> [Given task 1]
Output the entire interview transcript below word for word.
> [Given task 2]
Pull out every line of the records below that contains the string "target", matching case exactly.

Well, and it's like the same thing with In the Dream House, and to bring it back to Black Mirror with Bandersnatch, right? I love when an author or writer is just like, “hey, it's a choose your own adventure, sure. But at the end of the day, this is going to end how I want it to end. You're going to go where I want you to go.”

Ruben
Right, exactly.

Jules
I reread it a few times and I was just like, “yeah, this can go down the same trail or like you kind of will end up in the same kind of place.” Cool.

Ruben
Yeah, I loved it because it's about the illusion of choice, right? To me, like that's what a choose-your-own-adventure is. It's like you think you have choice, but you actually don't. And, to me, that’s the paradox of immigration, right? You can make your choices, but also you're beholden to the system that shapes it. So that's what that story is about. It felt like one of the truest ways of writing about immigration that I was able to find when writing this collection.

Jules
Yeah, for sure.

Let's talk about Miss Quintanilla because...

Ruben
I'm gonna start crying! Every time I talk about her. I get all in my feels, but yes, let's do it. Let's talk about so.

Jules
[Your story in the collectoin] is so beautifully written. Melissa Lozada-Oliva’s Dreaming of You is the only other reference I have.
Editor’s note: For context, Dreaming of You is the story of a young woman who reanimates Selena Quintanilla through seance.

Ruben
I love that book.

> [Records provided]
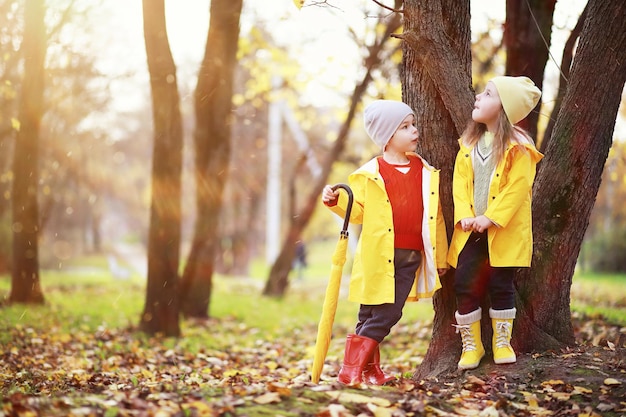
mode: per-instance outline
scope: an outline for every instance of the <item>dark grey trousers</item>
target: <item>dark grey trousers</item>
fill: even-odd
[[[454,278],[459,313],[468,314],[477,310],[487,293],[494,310],[515,307],[513,279],[517,269],[492,267],[489,264],[487,232],[472,233],[459,254]]]
[[[422,261],[421,253],[410,249],[394,250],[395,301],[393,303],[366,305],[359,308],[356,334],[369,337],[378,343],[389,334],[391,328],[402,317],[402,309],[409,296],[415,272]]]

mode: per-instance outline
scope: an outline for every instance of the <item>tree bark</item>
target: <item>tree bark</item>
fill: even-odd
[[[399,4],[397,4],[397,7],[399,7]],[[328,157],[322,164],[320,176],[315,180],[303,208],[300,210],[295,220],[289,225],[287,237],[283,242],[276,261],[274,261],[274,264],[270,269],[268,279],[265,283],[265,288],[263,289],[263,295],[281,297],[287,291],[289,284],[289,272],[291,271],[291,266],[296,253],[296,242],[301,239],[302,231],[313,216],[315,207],[319,204],[321,190],[324,188],[324,185],[328,180],[328,175],[330,174],[333,164],[343,152],[348,139],[348,133],[350,132],[352,120],[356,114],[356,108],[361,102],[361,99],[367,90],[367,86],[372,80],[372,71],[380,65],[383,56],[382,51],[384,50],[387,41],[390,39],[391,34],[398,30],[401,23],[402,19],[400,16],[398,14],[393,15],[391,20],[387,23],[383,35],[368,48],[369,55],[365,59],[367,72],[352,93],[352,97],[350,99],[350,109],[348,110],[346,119],[339,130],[337,139],[335,140]]]
[[[13,156],[13,262],[10,303],[43,304],[39,277],[39,131],[43,114],[46,29],[44,0],[27,0],[24,9],[24,79],[20,128]]]
[[[232,95],[242,0],[212,0],[195,91],[196,224],[182,279],[185,317],[208,318],[218,222],[230,160]]]
[[[548,148],[548,143],[550,143],[552,131],[554,130],[554,124],[556,122],[557,116],[559,115],[559,111],[561,110],[561,105],[563,104],[563,96],[565,96],[565,92],[567,91],[567,80],[569,79],[572,60],[574,59],[574,48],[576,46],[576,41],[580,36],[580,32],[583,30],[583,24],[585,23],[586,18],[587,6],[585,6],[585,9],[578,17],[576,26],[574,26],[574,29],[572,29],[572,32],[565,42],[565,47],[563,48],[563,55],[561,58],[561,68],[559,72],[559,88],[557,90],[556,98],[554,99],[554,106],[552,107],[550,119],[548,120],[548,126],[546,126],[546,130],[545,132],[543,132],[543,138],[541,140],[541,143],[539,144],[540,152],[545,153],[546,149]]]
[[[447,101],[456,95],[461,103],[459,111],[466,108],[469,118],[471,106],[467,102],[473,102],[473,97],[463,88],[463,83],[458,82],[459,77],[469,77],[470,74],[467,61],[458,58],[465,57],[464,50],[469,48],[466,38],[469,28],[465,20],[469,14],[456,2],[407,1],[405,8],[403,91],[409,104],[417,101],[418,124],[423,131],[421,153],[442,168],[442,204],[449,221],[453,218],[449,170],[453,167],[456,152],[447,138],[457,137],[460,133],[458,120],[461,116],[452,117],[449,114],[450,109],[456,107]],[[624,8],[622,4],[605,4],[600,0],[589,3],[590,17],[581,35],[570,86],[555,126],[555,143],[550,144],[547,157],[540,164],[534,187],[533,267],[524,269],[516,279],[518,318],[512,343],[519,352],[544,351],[567,346],[574,341],[569,290],[610,147],[626,77],[626,72],[620,67],[620,63],[624,62],[624,26],[621,24]],[[450,12],[447,18],[444,17],[444,10]],[[446,22],[454,23],[448,25]],[[450,27],[458,28],[459,32],[450,30]],[[437,50],[432,43],[441,45],[443,38],[437,32],[445,32],[445,37],[450,39],[446,48],[460,49],[457,53],[438,52],[440,62],[433,63],[432,59],[428,59],[428,53]],[[415,56],[420,53],[421,56]],[[441,78],[449,74],[437,69],[445,67],[451,68],[449,73],[452,76],[448,83],[442,82]],[[459,76],[459,73],[462,75]],[[590,89],[590,85],[593,88]],[[449,91],[442,91],[446,88]],[[599,108],[603,109],[601,113],[597,112]],[[452,227],[449,223],[447,225],[450,233]],[[443,288],[434,297],[433,338],[424,361],[415,372],[416,379],[435,377],[456,369],[460,337],[450,326],[454,322],[456,307],[453,280],[452,272],[444,276]],[[483,342],[489,348],[490,329],[483,333]]]
[[[469,2],[406,0],[404,8],[403,97],[417,113],[418,152],[441,170],[441,204],[450,237],[457,140],[474,105]],[[461,351],[460,337],[452,326],[454,271],[441,277],[441,283],[442,289],[433,298],[433,336],[416,379],[454,369]]]
[[[525,75],[543,89],[556,0],[507,0],[504,22],[506,75]],[[541,101],[518,126],[537,138]]]
[[[573,345],[570,288],[626,82],[626,3],[590,0],[554,134],[534,187],[533,267],[516,280],[521,351]]]
[[[148,283],[140,329],[179,336],[179,247],[182,118],[176,66],[165,26],[164,0],[143,0],[144,38],[150,72],[154,152],[148,233]]]

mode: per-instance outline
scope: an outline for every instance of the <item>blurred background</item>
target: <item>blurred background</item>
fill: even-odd
[[[542,114],[549,114],[556,96],[558,51],[584,6],[580,0],[556,4],[551,47],[557,52],[546,67]],[[0,0],[0,274],[8,274],[11,267],[11,161],[19,129],[23,7],[23,1]],[[98,255],[114,275],[145,277],[154,134],[141,2],[55,0],[47,7],[37,191],[40,265],[63,270],[77,258]],[[209,7],[209,0],[166,1],[184,131],[182,260],[196,219],[193,91]],[[471,8],[474,81],[480,86],[484,78],[503,72],[505,2],[472,0]],[[380,7],[370,0],[320,2],[301,9],[291,0],[244,1],[216,272],[263,275],[276,259],[294,207],[311,192],[312,178],[346,117],[380,15]],[[390,42],[389,59],[373,72],[364,102],[401,98],[401,53],[393,50],[399,42]],[[272,106],[280,113],[274,136],[269,132]],[[582,269],[626,272],[625,116],[622,105],[579,258]],[[547,117],[540,117],[539,141],[547,123]],[[279,146],[271,145],[270,137],[277,137]],[[268,170],[272,152],[278,152],[273,154],[280,161],[278,173]],[[329,182],[345,181],[377,152],[357,114]],[[268,183],[278,186],[268,188]],[[279,209],[278,217],[268,213],[270,200]],[[339,228],[340,219],[316,210],[302,234],[307,253],[330,262]]]

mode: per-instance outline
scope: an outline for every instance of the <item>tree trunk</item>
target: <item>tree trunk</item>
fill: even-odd
[[[396,3],[396,7],[399,7],[399,2]],[[383,35],[368,48],[369,56],[365,59],[367,72],[352,93],[352,97],[350,99],[350,109],[348,110],[346,119],[339,130],[337,139],[335,140],[328,157],[322,165],[319,177],[315,180],[313,187],[305,200],[304,207],[300,213],[298,213],[296,220],[291,222],[289,225],[287,237],[283,242],[283,246],[278,254],[278,257],[276,258],[276,261],[274,261],[274,264],[272,265],[265,283],[265,288],[263,289],[263,295],[282,297],[285,294],[289,284],[289,272],[291,271],[291,266],[296,253],[296,242],[300,240],[304,227],[309,223],[309,220],[313,216],[315,207],[319,204],[320,193],[322,188],[324,188],[324,185],[326,185],[328,175],[330,174],[334,162],[337,160],[339,155],[341,155],[341,152],[343,152],[348,139],[348,133],[350,132],[350,125],[352,124],[352,120],[356,114],[357,105],[361,102],[361,99],[367,90],[367,86],[372,80],[372,71],[380,65],[383,57],[382,51],[391,37],[391,34],[398,30],[401,23],[402,19],[398,14],[395,14],[387,23]]]
[[[13,262],[11,303],[44,302],[39,280],[39,128],[43,113],[46,30],[44,0],[27,0],[24,9],[24,80],[20,129],[13,156]]]
[[[404,92],[409,103],[417,100],[415,107],[423,131],[421,152],[442,168],[441,196],[448,221],[453,218],[448,170],[452,169],[456,152],[444,149],[450,145],[440,138],[457,137],[461,133],[462,116],[453,112],[460,111],[469,118],[473,102],[464,83],[458,81],[459,77],[463,79],[470,74],[463,59],[465,48],[469,48],[466,21],[469,14],[463,5],[455,3],[405,2],[407,23],[402,35],[406,41]],[[610,147],[626,77],[620,68],[624,62],[621,23],[624,7],[600,0],[590,2],[590,18],[581,36],[570,87],[553,135],[555,143],[550,145],[540,165],[533,206],[533,268],[525,269],[516,279],[518,319],[513,329],[513,344],[520,352],[553,349],[574,340],[569,313],[571,277]],[[450,15],[444,15],[443,11],[449,11]],[[458,32],[453,28],[458,28]],[[447,36],[441,36],[444,31]],[[449,44],[447,39],[451,39]],[[451,53],[451,45],[459,49]],[[589,89],[590,85],[594,87]],[[456,106],[449,102],[455,95],[459,103]],[[597,112],[599,108],[603,109],[602,113]],[[585,110],[586,114],[582,114]],[[429,112],[435,116],[429,117]],[[426,128],[434,129],[435,133],[429,134]],[[429,140],[431,137],[434,139]],[[429,149],[437,147],[437,152],[430,153]],[[447,225],[450,233],[452,227]],[[433,338],[416,370],[416,379],[456,369],[460,337],[450,326],[456,308],[453,281],[454,276],[449,272],[442,279],[442,290],[435,295]],[[483,342],[488,347],[490,332],[485,333]]]
[[[506,75],[525,75],[543,89],[556,0],[507,0],[504,22]],[[537,138],[541,101],[518,125]]]
[[[167,40],[164,0],[143,0],[144,38],[150,72],[154,152],[148,235],[148,283],[140,328],[179,336],[183,130],[176,66]]]
[[[454,218],[452,173],[458,138],[474,103],[469,2],[407,0],[403,97],[417,113],[418,152],[441,169],[440,196],[448,237]],[[433,337],[415,378],[456,367],[461,342],[454,332],[454,270],[441,277],[434,298]]]
[[[533,267],[516,280],[521,351],[573,345],[570,287],[626,82],[626,3],[590,0],[563,107],[534,187]]]
[[[182,311],[207,318],[218,222],[230,160],[232,95],[242,0],[212,0],[206,49],[195,91],[196,225],[183,273]]]

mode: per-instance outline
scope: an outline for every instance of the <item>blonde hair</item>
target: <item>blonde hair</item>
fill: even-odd
[[[487,131],[487,125],[484,123],[475,122],[470,119],[469,124],[463,131],[461,138],[463,140],[463,144],[468,148],[473,147],[478,143],[480,138]],[[496,166],[502,161],[504,158],[504,150],[506,149],[509,141],[514,143],[522,143],[520,141],[520,135],[527,139],[528,142],[534,144],[534,141],[530,137],[530,135],[521,127],[515,126],[511,124],[509,118],[506,116],[504,109],[500,109],[500,113],[498,114],[498,121],[496,125],[496,131],[493,133],[493,155],[495,157]],[[526,151],[525,148],[522,148]]]

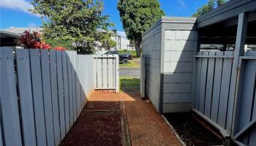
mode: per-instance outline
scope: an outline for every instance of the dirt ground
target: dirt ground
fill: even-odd
[[[125,101],[132,145],[181,145],[161,115],[139,93],[121,94]]]
[[[101,92],[93,93],[61,145],[123,145],[122,101],[132,145],[180,145],[161,115],[139,93]]]
[[[187,146],[222,145],[222,141],[206,130],[191,113],[170,113],[165,117]]]

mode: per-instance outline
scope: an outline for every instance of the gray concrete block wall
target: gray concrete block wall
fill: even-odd
[[[161,31],[153,30],[143,41],[143,55],[146,64],[146,94],[159,111],[160,87]]]
[[[197,32],[166,29],[165,33],[163,112],[189,112]]]

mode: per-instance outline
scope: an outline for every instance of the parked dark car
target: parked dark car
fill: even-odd
[[[128,60],[132,59],[132,55],[131,54],[119,54],[118,51],[110,50],[105,53],[105,55],[118,55],[119,56],[119,62],[122,64],[128,64]]]

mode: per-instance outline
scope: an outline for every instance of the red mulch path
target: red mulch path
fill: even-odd
[[[90,100],[61,145],[122,145],[120,102]]]

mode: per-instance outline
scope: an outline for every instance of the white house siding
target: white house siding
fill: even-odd
[[[165,33],[163,112],[189,112],[197,32],[167,29]]]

> [Task output 1]
Well, and it's like the same thing with In the Dream House, and to bring it back to Black Mirror with Bandersnatch, right? I love when an author or writer is just like, “hey, it's a choose your own adventure, sure. But at the end of the day, this is going to end how I want it to end. You're going to go where I want you to go.”

Ruben
Right, exactly.

Jules
I reread it a few times and I was just like, “yeah, this can go down the same trail or like you kind of will end up in the same kind of place.” Cool.

Ruben
Yeah, I loved it because it's about the illusion of choice, right? To me, like that's what a choose-your-own-adventure is. It's like you think you have choice, but you actually don't. And, to me, that’s the paradox of immigration, right? You can make your choices, but also you're beholden to the system that shapes it. So that's what that story is about. It felt like one of the truest ways of writing about immigration that I was able to find when writing this collection.

Jules
Yeah, for sure.

Let's talk about Miss Quintanilla because...

Ruben
I'm gonna start crying! Every time I talk about her. I get all in my feels, but yes, let's do it. Let's talk about so.

Jules
[Your story in the collectoin] is so beautifully written. Melissa Lozada-Oliva’s Dreaming of You is the only other reference I have.
Editor’s note: For context, Dreaming of You is the story of a young woman who reanimates Selena Quintanilla through seance.

Ruben
I love that book.

> [Task output 2]
target: <item>dark grey trousers</item>
target: <item>tree bark</item>
target: <item>blurred background</item>
target: <item>tree trunk</item>
target: <item>blonde hair</item>
target: dirt ground
target: gray concrete block wall
target: parked dark car
target: red mulch path
target: white house siding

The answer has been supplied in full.